→ **Work to be completed**: Copy the following rows verbatim.

→ **Exercise material**:
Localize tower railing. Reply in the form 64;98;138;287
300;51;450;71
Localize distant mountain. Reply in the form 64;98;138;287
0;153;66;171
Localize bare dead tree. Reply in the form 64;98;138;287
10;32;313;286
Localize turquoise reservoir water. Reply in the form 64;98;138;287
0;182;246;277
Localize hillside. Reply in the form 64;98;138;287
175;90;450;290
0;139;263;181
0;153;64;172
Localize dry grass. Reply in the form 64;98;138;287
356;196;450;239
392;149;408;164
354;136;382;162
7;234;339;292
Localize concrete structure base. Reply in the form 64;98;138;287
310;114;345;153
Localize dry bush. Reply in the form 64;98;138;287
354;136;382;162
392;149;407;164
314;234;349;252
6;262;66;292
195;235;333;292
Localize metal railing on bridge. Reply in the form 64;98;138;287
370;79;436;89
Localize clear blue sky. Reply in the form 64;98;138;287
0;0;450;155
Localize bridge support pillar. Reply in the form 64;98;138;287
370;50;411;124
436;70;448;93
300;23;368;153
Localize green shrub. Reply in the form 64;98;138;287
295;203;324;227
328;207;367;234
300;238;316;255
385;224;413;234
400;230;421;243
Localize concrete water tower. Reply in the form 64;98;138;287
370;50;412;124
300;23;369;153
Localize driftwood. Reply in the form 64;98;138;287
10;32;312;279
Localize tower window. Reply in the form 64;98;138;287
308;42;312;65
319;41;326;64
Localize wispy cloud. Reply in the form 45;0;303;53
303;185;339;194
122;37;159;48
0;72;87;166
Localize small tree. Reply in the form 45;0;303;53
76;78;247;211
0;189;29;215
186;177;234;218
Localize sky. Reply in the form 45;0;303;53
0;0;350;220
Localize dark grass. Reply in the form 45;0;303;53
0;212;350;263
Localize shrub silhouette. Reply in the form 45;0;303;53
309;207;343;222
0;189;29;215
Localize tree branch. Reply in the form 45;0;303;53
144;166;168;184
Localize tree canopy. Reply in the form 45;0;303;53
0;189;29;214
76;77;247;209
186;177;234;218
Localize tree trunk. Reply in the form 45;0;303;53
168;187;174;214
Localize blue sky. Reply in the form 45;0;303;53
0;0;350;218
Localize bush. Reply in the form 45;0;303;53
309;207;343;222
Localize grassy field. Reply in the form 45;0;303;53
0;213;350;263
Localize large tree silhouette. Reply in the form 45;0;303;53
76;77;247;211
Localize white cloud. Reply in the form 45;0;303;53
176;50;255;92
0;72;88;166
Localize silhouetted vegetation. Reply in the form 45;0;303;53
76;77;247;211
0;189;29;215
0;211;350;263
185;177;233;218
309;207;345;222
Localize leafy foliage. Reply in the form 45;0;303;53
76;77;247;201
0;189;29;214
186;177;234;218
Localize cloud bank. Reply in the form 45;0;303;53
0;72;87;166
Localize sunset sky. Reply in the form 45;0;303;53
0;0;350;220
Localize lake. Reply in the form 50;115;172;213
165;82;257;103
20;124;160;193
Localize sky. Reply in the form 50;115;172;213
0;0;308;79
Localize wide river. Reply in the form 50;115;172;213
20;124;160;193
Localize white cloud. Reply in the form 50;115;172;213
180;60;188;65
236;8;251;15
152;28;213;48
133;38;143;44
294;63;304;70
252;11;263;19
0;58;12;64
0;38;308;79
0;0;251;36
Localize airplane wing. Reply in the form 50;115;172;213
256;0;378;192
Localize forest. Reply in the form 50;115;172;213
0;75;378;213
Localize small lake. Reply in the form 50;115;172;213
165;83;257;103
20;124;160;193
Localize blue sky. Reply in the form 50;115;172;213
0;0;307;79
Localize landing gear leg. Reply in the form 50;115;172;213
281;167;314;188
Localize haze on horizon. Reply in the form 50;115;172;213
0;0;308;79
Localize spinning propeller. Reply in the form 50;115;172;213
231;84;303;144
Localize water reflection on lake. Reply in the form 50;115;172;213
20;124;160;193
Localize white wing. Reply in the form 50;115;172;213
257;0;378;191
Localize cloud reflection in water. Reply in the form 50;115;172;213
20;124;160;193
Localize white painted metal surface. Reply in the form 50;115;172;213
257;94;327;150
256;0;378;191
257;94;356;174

→ **Complete output**:
Localize tower railing. Reply in the form 64;98;138;287
300;51;450;71
Localize distant mountain. Reply in the form 64;98;138;287
0;153;66;171
Localize bare dead tree. Reply in the form 64;98;138;287
10;32;313;286
Localize turquoise reservoir water. Reply in the form 64;98;138;287
0;182;246;277
Localize hillside. Reply in the form 64;98;138;287
175;90;450;290
0;139;263;181
0;153;64;172
Localize dry grass. Reply in the form 64;98;138;287
356;196;450;239
392;149;408;164
354;136;382;162
7;234;339;292
Localize concrete structure base. Reply in the form 64;98;138;287
310;114;345;153
Localize dry bush. Reply in the form 64;98;138;287
354;136;382;162
392;149;407;164
314;234;349;252
6;262;66;292
195;235;333;292
Localize metal railing on bridge. Reply in the form 64;98;138;287
370;79;436;89
Localize clear blue sky. Reply in the form 64;98;138;287
0;0;450;155
Localize bridge support pillar. Reply in the form 64;98;138;287
370;50;411;124
436;70;448;93
300;23;368;153
Localize green shrub. Reply in the form 64;98;138;287
295;203;324;227
328;207;367;234
300;238;316;255
385;224;413;234
400;230;421;243
Localize concrete water tower. Reply in the form 64;98;138;287
370;50;412;124
300;23;369;153
Localize driftwood. Reply in the form 64;98;138;287
10;32;312;279
Localize tower window. Reply in the form 64;98;138;287
308;42;312;65
319;41;326;64
Localize wispy cloud. Reply in the form 45;0;303;53
303;185;339;194
122;37;159;48
0;72;87;166
Localize small tree. Reply in the form 45;0;303;53
76;78;247;211
0;189;29;215
186;177;234;218
Localize sky. Reply in the form 45;0;303;53
0;0;350;220
Localize dark grass. Reply in the form 45;0;303;53
0;212;350;263
Localize shrub silhouette. Reply in the form 45;0;303;53
309;207;343;222
0;189;29;215
Localize tree branch. Reply in the form 45;0;303;53
144;166;168;184
Localize tree canopy. Reply in the form 45;0;303;53
0;189;29;214
76;77;247;209
186;177;234;218
Localize tree trunk. Reply in the form 45;0;303;53
168;187;174;214
Localize blue sky. Reply in the form 45;0;303;53
0;0;350;218
Localize bush. Reply in the form 45;0;303;53
309;207;343;222
Localize grassy field. Reply in the form 45;0;303;53
0;213;350;263
Localize large tree silhouette. Reply in the form 45;0;303;53
76;77;247;211
Localize white cloud. Reply in the form 45;0;303;53
176;50;255;92
0;72;88;166
Localize silhouetted vegetation. Reply in the form 45;0;303;53
76;77;247;211
0;189;29;215
0;211;350;263
185;177;233;218
309;207;345;222
Localize leafy foliage. Reply in the form 45;0;303;53
76;77;247;201
0;189;29;214
186;177;234;218
Localize cloud bank. Reply in the form 45;0;303;53
0;72;87;166
Localize sunset sky. Reply in the form 45;0;303;53
0;0;350;220
Localize lake. Reply in the form 50;115;172;213
165;82;257;103
20;124;160;193
Localize sky. Reply in the form 50;115;172;213
0;0;308;79
Localize wide river. Reply in the form 50;115;172;213
20;124;160;193
Localize white cloud. Reply in the form 50;115;172;213
180;60;188;65
236;8;251;15
152;28;213;48
133;38;143;44
294;63;304;70
252;11;263;19
0;58;12;64
0;38;308;79
0;0;251;36
Localize airplane wing. Reply in the form 50;115;172;213
256;0;378;192
Localize forest. Reply in the form 50;115;172;213
0;75;378;213
Localize small lake. Reply in the form 50;115;172;213
165;83;257;103
20;124;160;193
Localize blue sky. Reply in the form 50;115;172;213
0;0;307;79
Localize landing gear leg. Reply in the form 50;115;172;213
281;167;314;188
Localize haze on horizon. Reply in the form 50;115;172;213
0;0;308;79
Localize spinning propeller. Reply in the form 50;115;172;213
231;84;303;144
Localize water reflection on lake. Reply in the form 50;115;172;213
20;124;160;193
Localize white wing. Reply in the form 50;115;172;213
257;0;378;191
Localize cloud reflection in water. Reply in the form 50;115;172;213
20;124;160;193
Localize white painted metal surface. Reply in the form 50;115;172;213
257;94;327;150
256;0;378;191
257;94;356;174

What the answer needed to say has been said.